> **Stated task**: Every record below should be transcribed exactly. Omit the images.

** begin Records for processing **

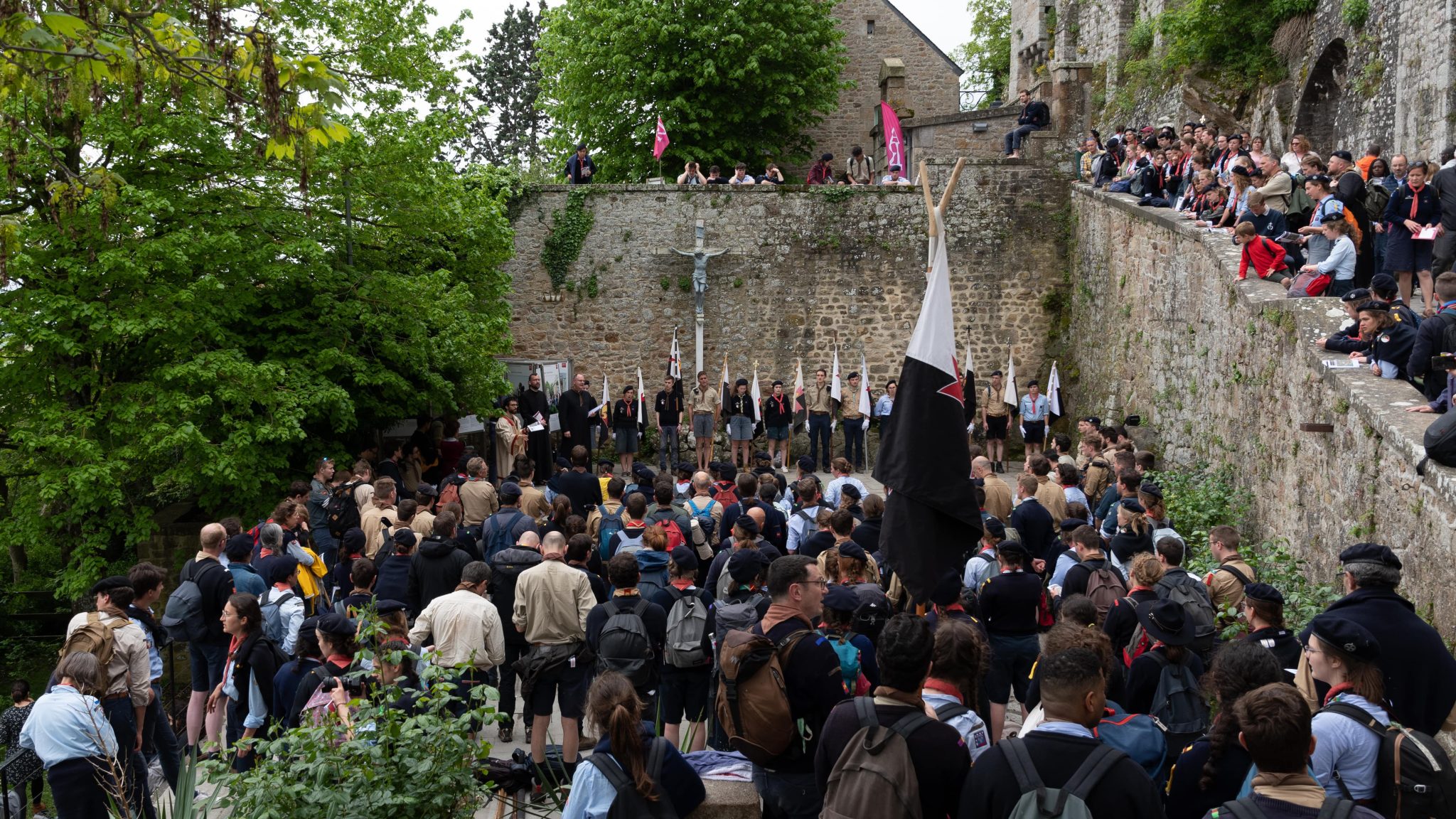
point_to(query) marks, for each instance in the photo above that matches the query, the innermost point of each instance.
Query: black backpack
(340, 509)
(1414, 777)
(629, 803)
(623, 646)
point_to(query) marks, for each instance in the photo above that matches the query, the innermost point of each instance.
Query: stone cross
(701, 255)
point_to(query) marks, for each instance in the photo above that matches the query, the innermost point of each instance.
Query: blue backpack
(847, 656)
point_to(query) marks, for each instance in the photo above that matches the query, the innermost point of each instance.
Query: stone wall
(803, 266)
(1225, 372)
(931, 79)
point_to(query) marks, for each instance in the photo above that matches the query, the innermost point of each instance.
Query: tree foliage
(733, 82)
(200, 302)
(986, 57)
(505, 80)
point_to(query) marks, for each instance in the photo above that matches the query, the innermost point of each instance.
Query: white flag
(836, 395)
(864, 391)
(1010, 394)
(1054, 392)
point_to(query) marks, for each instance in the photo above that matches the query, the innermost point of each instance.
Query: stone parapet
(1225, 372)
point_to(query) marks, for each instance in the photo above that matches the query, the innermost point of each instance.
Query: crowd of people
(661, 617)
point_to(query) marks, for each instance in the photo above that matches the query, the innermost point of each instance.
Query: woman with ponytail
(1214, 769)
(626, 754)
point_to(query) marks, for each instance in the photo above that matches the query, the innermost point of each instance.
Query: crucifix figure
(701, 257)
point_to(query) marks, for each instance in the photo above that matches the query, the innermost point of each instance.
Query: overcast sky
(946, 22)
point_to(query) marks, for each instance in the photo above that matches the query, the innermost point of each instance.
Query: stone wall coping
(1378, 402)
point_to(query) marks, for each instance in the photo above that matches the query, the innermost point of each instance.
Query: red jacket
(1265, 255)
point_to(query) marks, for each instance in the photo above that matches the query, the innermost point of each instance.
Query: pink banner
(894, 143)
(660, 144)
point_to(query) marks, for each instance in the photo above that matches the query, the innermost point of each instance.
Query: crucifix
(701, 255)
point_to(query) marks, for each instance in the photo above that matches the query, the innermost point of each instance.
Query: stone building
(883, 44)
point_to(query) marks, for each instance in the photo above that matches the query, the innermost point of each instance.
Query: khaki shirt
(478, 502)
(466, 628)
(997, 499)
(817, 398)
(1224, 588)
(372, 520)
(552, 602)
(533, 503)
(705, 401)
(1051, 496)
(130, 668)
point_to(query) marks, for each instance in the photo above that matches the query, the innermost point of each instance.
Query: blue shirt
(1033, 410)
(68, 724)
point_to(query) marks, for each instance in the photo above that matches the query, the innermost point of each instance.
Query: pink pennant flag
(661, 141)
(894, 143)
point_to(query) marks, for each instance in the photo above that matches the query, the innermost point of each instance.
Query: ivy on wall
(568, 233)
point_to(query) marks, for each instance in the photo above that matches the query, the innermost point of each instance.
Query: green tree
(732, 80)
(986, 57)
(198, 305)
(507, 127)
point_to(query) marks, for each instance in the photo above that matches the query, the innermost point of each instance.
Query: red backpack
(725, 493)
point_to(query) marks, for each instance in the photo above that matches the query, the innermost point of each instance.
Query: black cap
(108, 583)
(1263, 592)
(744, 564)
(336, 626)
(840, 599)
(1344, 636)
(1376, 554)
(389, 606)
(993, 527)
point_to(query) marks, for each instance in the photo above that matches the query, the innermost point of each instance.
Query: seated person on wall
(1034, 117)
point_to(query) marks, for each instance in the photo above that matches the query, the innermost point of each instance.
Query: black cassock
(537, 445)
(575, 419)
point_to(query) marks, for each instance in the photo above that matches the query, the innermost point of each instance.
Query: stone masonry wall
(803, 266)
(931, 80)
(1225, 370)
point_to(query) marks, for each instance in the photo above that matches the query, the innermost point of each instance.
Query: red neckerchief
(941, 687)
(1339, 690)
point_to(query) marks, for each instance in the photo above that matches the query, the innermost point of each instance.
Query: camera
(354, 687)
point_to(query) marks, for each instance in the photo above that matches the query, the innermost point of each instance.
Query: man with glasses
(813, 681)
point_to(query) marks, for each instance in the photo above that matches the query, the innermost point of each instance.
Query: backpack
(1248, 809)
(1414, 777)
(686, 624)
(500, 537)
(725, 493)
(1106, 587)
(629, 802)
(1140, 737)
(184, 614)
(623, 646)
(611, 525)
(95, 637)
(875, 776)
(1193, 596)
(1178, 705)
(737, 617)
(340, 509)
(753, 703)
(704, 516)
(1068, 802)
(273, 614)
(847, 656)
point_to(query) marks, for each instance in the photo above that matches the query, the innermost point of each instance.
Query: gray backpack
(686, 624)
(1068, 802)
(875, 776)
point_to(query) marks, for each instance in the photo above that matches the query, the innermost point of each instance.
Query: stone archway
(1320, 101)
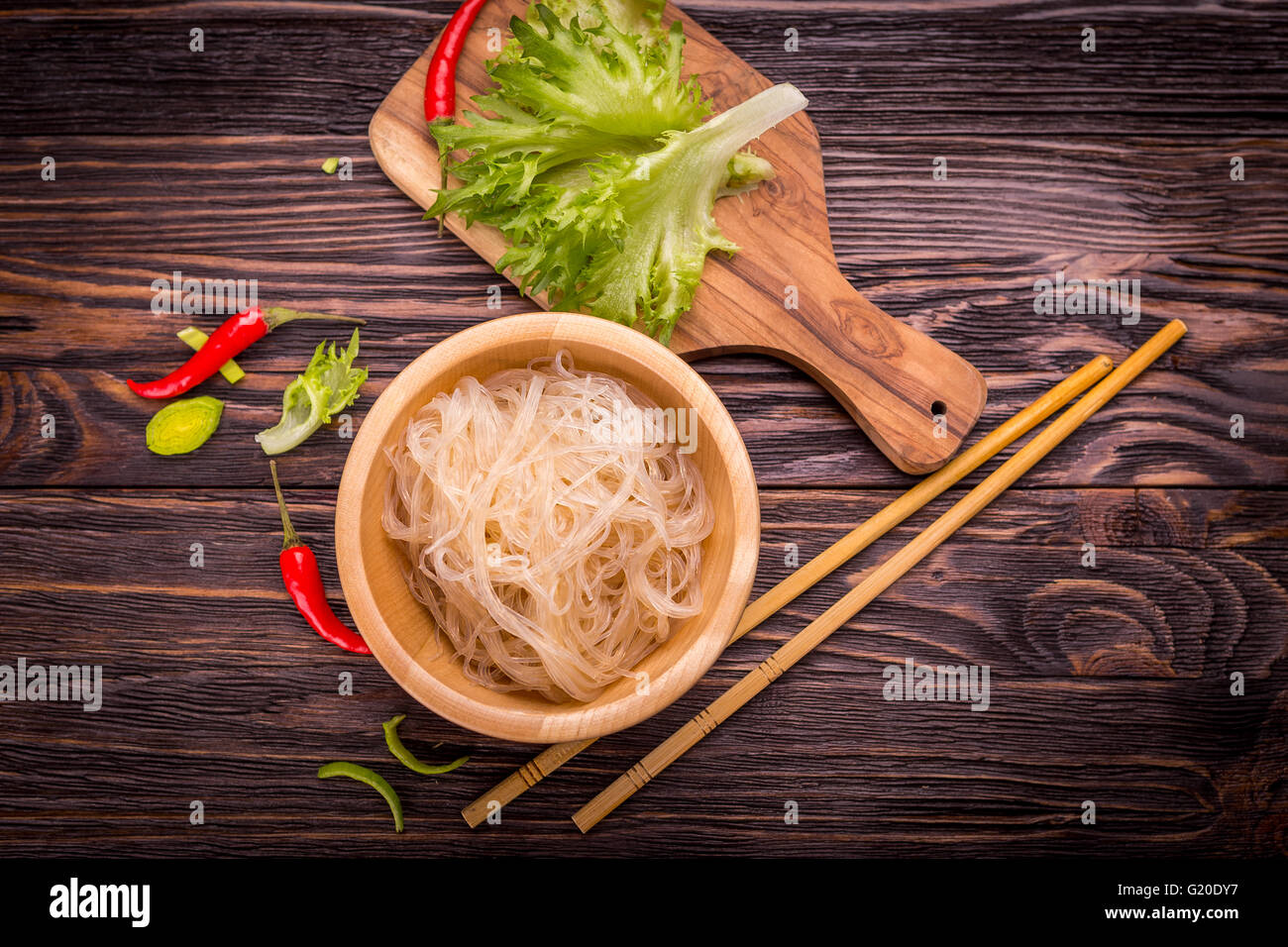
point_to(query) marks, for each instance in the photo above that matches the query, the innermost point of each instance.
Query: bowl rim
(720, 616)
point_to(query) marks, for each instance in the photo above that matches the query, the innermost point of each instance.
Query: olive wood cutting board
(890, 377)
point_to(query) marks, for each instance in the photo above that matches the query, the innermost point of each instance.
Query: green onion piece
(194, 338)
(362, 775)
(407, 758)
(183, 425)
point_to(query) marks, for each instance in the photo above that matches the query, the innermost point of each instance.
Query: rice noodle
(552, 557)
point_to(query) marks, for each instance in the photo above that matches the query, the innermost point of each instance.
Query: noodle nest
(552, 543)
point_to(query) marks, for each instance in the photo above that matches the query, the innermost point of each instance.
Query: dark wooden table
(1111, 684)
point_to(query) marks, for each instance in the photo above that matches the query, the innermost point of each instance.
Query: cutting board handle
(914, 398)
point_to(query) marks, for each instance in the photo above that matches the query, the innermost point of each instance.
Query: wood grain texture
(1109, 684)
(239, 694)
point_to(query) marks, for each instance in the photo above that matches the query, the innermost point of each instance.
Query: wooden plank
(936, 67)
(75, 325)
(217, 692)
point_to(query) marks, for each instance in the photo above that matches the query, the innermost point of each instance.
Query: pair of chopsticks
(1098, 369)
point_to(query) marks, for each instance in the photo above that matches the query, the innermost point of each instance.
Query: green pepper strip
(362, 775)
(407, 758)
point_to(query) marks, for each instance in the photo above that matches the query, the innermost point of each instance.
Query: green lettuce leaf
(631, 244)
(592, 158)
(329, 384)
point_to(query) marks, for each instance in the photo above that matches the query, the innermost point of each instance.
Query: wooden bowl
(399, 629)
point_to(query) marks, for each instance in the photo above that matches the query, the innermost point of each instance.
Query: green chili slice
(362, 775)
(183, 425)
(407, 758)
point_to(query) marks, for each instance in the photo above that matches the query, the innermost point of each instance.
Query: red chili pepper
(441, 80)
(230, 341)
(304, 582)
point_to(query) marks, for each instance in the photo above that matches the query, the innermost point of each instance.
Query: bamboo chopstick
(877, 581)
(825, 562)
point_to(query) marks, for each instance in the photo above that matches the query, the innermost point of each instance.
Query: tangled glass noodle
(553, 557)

** end Records for processing **

> **Answer to this problem**:
point_to(query) marks, for each instance in the photo above that matches the query, the innermost point of each instance.
Query: black backpack
(340, 509)
(1414, 777)
(629, 803)
(623, 646)
point_to(query) marks, for each instance in the photo above that matches the query, the innermost point of each instance.
Query: stone cross
(701, 255)
point_to(query) marks, for each instance in the photo above that matches the query, the innermost point of each instance.
Query: blue backpack
(847, 656)
point_to(query) marks, for each instance in the photo above that matches the query, the innermost point of each instance.
Query: stone wall
(803, 266)
(1225, 372)
(931, 79)
point_to(query) marks, for each instance in the photo above that matches the query, the innermost point of each instance.
Query: tree foliage
(733, 82)
(200, 302)
(986, 57)
(505, 80)
point_to(query) marks, for each instance in the photo above that matches the query, the innermost point of each instance.
Query: white flag
(836, 395)
(864, 391)
(1010, 394)
(1054, 392)
point_to(query) marks, for each instance in the photo above that matches the query, the innermost point of each instance.
Query: stone parapet
(1225, 372)
point_to(query) marks, for each instance in the photo above that matches the query, the innermost point of each instance.
Query: crowd of people
(661, 617)
point_to(query) marks, for each instance in the photo above that matches the query, the innermost point of each instance.
Query: woman with ponytail
(1214, 769)
(626, 754)
point_to(query) marks, for each instance in the photo above that matches the query, the innermost point of each instance.
Query: crucifix figure
(701, 257)
point_to(query) marks, for each instance in the photo above that matches the query, the innermost point of each instance.
Query: overcast sky
(946, 22)
point_to(query) marks, for each instance in the photo above that matches the query, the innermost point of each instance.
Query: stone wall coping
(1378, 402)
point_to(query) marks, for each instance in the photo above that matches the query, the innermost point of each instance.
Query: red jacket
(1265, 255)
point_to(query) marks, for each instance in the photo above that matches the query, the innermost point of each instance.
Query: pink banner
(894, 143)
(660, 144)
point_to(query) marks, for each instance in the photo above that matches the query, the innermost point of each instance.
Query: crucifix
(701, 255)
point_to(query) marks, for each instance in the photo above that matches the query, the innermost point of each instance.
Query: stone building
(883, 44)
point_to(query) marks, for each instance in the photo above that matches the query, the innermost point of each instance.
Query: khaki shirt
(478, 502)
(466, 628)
(997, 499)
(817, 398)
(1224, 588)
(372, 520)
(552, 602)
(533, 503)
(705, 401)
(1051, 496)
(130, 668)
point_to(query) marks, for each instance in the photo above that matches the query, the innermost point of each instance.
Query: blue shirt
(1033, 410)
(68, 724)
point_to(query) marks, for each instance in the photo above that matches the query, the innermost point of each instance.
Query: pink pennant flag
(661, 141)
(894, 143)
point_to(query) marks, for each instance in the photo above that matches the query, the innermost point of each instance.
Query: ivy on wall
(568, 233)
point_to(query) marks, for each instance in the photo above that matches the query, the innermost point of each instance.
Query: green tree
(732, 80)
(986, 57)
(198, 305)
(507, 127)
point_to(query) marks, for each instance in the photo above that matches the query, the innermost point of each instance.
Query: red backpack
(725, 493)
point_to(query) marks, for each instance in the photo above that matches the query, the innermost point of each instance.
Query: black cap
(108, 583)
(1263, 592)
(744, 564)
(336, 626)
(840, 599)
(1344, 636)
(1376, 554)
(389, 606)
(993, 527)
point_to(query) marks, for each instance in the photo above that matches the query, the innermost point of each instance.
Query: seated person on wall
(1034, 117)
point_to(query) marks, for each instance in the photo above that matches the query, the innermost point of each instance.
Query: black cassock
(537, 445)
(575, 419)
point_to(query) marks, for each instance in the photo above that matches the query, the innermost point of each instance.
Query: stone masonry wall
(803, 266)
(931, 80)
(1225, 370)
point_to(query) marks, for each instance in the photo above that matches the query, the innermost point of each instance.
Query: red neckerchief
(941, 687)
(1339, 690)
point_to(query) marks, for each instance in the photo above that matches the query, the innermost point of each instance.
Query: camera
(354, 687)
point_to(query) marks, for each instance in the photo above that matches the query, the innermost point of each instance.
Query: man with glasses
(813, 681)
point_to(query) marks, for each instance in the photo above that matches the query, the innermost point of each instance.
Query: backpack
(1248, 809)
(1414, 777)
(686, 624)
(500, 537)
(725, 493)
(1106, 587)
(629, 802)
(1140, 737)
(184, 614)
(623, 646)
(611, 525)
(95, 637)
(875, 776)
(1193, 596)
(1178, 705)
(737, 617)
(340, 509)
(753, 703)
(704, 516)
(1068, 802)
(273, 614)
(847, 656)
point_to(query) marks, for each instance in the photo above that matches the query, the innermost point of each instance.
Query: gray backpack
(686, 624)
(1068, 802)
(875, 776)
point_to(query) marks, for each instance in the photo above that matches the query, the innermost point of each instance.
Query: stone archway
(1320, 101)
point_to(query) marks, for each instance in the photo above that matches the query, the innermost point of each instance.
Query: bowl rim
(720, 616)
point_to(query) marks, for each instance in the photo above that matches the query, the innermost point of each instance.
Query: olive wood cutting board
(890, 377)
point_to(query) marks, for each instance in the photo above that matches the query, the innermost point of each instance.
Query: green onion piece
(194, 338)
(362, 775)
(407, 758)
(183, 425)
point_to(query) marks, for each instance in the photo above that matches the query, the innermost point of each instance.
Query: rice noodle
(552, 557)
point_to(query) marks, for each instance in the photo above that matches the query, the innermost point of each instance.
Query: noodle nest
(552, 543)
point_to(query) marks, for each instance in the photo above that matches the query, the innermost point of each instance.
Query: dark wooden table
(1111, 684)
point_to(query) marks, for each instance in the photo above that matches the query, the innermost point of each instance.
Query: cutting board handle
(914, 398)
point_to(query) marks, for each instance in the photo above that matches the query, the innermost point of each instance.
Query: wood grain texture
(1109, 684)
(239, 694)
point_to(query) marks, for each instance in the photo above that matches the query, the innermost point of each instance.
Query: wooden plank
(936, 67)
(75, 325)
(217, 692)
point_to(query) marks, for each instance in the photo above that matches the query, the innermost point of each instance.
Query: pair of chopsticks
(1098, 369)
point_to(query) marks, for each instance in the photo above that matches the query, the innermost point of each instance.
Query: green pepper strip
(362, 775)
(407, 758)
point_to(query) marks, for each instance in the photo above that matches the query, the innermost point of each instance.
Query: green lettuce leaf
(631, 244)
(592, 158)
(329, 384)
point_to(query) marks, for each instance in the photo above that matches the query, the innermost point of each instance.
Query: wooden bowl
(399, 629)
point_to(query) marks, for each instance in the photo above that matches the query, the innermost point of each instance.
Query: green chili slice
(362, 775)
(183, 425)
(407, 758)
point_to(query) marks, for each instance in the photo above that matches the query, the innermost point of each instance.
Query: red chili pepper
(441, 80)
(230, 341)
(304, 582)
point_to(query) marks, for each instance in the photo above that matches the query, the innermost point of each instance.
Query: bamboo chopstick
(877, 581)
(825, 562)
point_to(query) marks, for each instance in the photo above that matches the query, the innermost point of each instance.
Query: tangled glass noodle
(553, 557)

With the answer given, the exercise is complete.